AIM
Write out all of the records below word for word, without dropping or changing a single character.

....................

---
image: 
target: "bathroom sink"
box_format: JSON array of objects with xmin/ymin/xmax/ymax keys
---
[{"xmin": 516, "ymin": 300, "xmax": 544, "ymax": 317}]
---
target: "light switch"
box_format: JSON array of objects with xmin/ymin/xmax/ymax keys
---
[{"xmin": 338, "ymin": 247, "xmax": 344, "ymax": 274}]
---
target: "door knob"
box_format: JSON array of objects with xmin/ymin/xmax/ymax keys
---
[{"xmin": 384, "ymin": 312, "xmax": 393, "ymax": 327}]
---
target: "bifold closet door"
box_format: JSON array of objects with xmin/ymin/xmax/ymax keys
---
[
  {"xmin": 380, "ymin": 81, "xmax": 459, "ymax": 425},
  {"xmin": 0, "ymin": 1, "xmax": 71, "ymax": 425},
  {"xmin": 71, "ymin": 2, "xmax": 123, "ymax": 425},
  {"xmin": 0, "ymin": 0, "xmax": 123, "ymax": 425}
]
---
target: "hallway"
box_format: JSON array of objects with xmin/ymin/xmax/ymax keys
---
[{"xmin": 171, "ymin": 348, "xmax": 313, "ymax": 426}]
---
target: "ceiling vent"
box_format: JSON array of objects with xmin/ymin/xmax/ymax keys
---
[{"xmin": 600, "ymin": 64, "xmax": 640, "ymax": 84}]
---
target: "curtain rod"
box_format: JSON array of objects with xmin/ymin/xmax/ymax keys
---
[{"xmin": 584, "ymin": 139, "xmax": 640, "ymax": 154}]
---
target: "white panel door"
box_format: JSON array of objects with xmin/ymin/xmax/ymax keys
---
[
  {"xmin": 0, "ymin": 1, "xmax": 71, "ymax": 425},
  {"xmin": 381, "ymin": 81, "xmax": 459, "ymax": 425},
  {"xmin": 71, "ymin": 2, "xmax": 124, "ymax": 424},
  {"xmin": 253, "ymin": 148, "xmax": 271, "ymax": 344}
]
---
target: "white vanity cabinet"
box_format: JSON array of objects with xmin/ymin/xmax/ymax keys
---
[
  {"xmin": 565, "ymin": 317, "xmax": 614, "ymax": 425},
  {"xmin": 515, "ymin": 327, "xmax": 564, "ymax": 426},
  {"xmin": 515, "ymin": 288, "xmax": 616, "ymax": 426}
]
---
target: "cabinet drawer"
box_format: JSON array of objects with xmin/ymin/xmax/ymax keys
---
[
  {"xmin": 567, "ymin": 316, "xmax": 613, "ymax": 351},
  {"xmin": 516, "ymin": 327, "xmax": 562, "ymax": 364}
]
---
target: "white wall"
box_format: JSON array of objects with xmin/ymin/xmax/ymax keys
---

....................

SOLUTION FOR THIS EXERCISE
---
image: 
target: "bathroom sink"
box_format: JSON array of objects with xmin/ymin/xmax/ymax keys
---
[{"xmin": 516, "ymin": 300, "xmax": 544, "ymax": 317}]
---
target: "light switch"
box_format: JSON array of objects with xmin/ymin/xmax/ymax keys
---
[{"xmin": 338, "ymin": 247, "xmax": 344, "ymax": 274}]
---
target: "door knob"
box_format: JSON array of objects with xmin/ymin/xmax/ymax keys
---
[{"xmin": 384, "ymin": 312, "xmax": 393, "ymax": 327}]
---
target: "bifold closet door"
box_format: JSON array of objects with xmin/ymin/xmax/ymax keys
---
[
  {"xmin": 380, "ymin": 81, "xmax": 459, "ymax": 425},
  {"xmin": 0, "ymin": 1, "xmax": 71, "ymax": 425},
  {"xmin": 71, "ymin": 2, "xmax": 123, "ymax": 425},
  {"xmin": 0, "ymin": 0, "xmax": 123, "ymax": 425}
]
---
target: "hallway"
box_format: JSON array of objects with xmin/ymin/xmax/ymax keys
---
[{"xmin": 171, "ymin": 348, "xmax": 313, "ymax": 426}]
---
target: "ceiling vent"
box_format: JSON array of objects with xmin/ymin/xmax/ymax keys
---
[{"xmin": 600, "ymin": 64, "xmax": 640, "ymax": 84}]
---
target: "curtain rod"
box_format: JSON array of objects with xmin/ymin/xmax/ymax keys
---
[{"xmin": 584, "ymin": 139, "xmax": 640, "ymax": 154}]
---
target: "white panel door"
box_format: JSON array of objects with xmin/ymin/xmax/ymax keys
---
[
  {"xmin": 0, "ymin": 1, "xmax": 71, "ymax": 425},
  {"xmin": 381, "ymin": 81, "xmax": 459, "ymax": 425},
  {"xmin": 71, "ymin": 2, "xmax": 124, "ymax": 424},
  {"xmin": 253, "ymin": 148, "xmax": 271, "ymax": 344}
]
---
target: "white vanity cabinet"
box_format: JSON array of objects with xmin/ymin/xmax/ymax keys
---
[
  {"xmin": 565, "ymin": 317, "xmax": 614, "ymax": 425},
  {"xmin": 515, "ymin": 327, "xmax": 564, "ymax": 426},
  {"xmin": 515, "ymin": 288, "xmax": 616, "ymax": 426}
]
---
target: "cabinet drawer"
box_format: JSON array of objects with xmin/ymin/xmax/ymax keys
---
[
  {"xmin": 567, "ymin": 316, "xmax": 613, "ymax": 351},
  {"xmin": 516, "ymin": 327, "xmax": 562, "ymax": 364}
]
---
target: "white wall"
box_format: JSON array of objects with xmin/ymin/xmax/ymax keys
---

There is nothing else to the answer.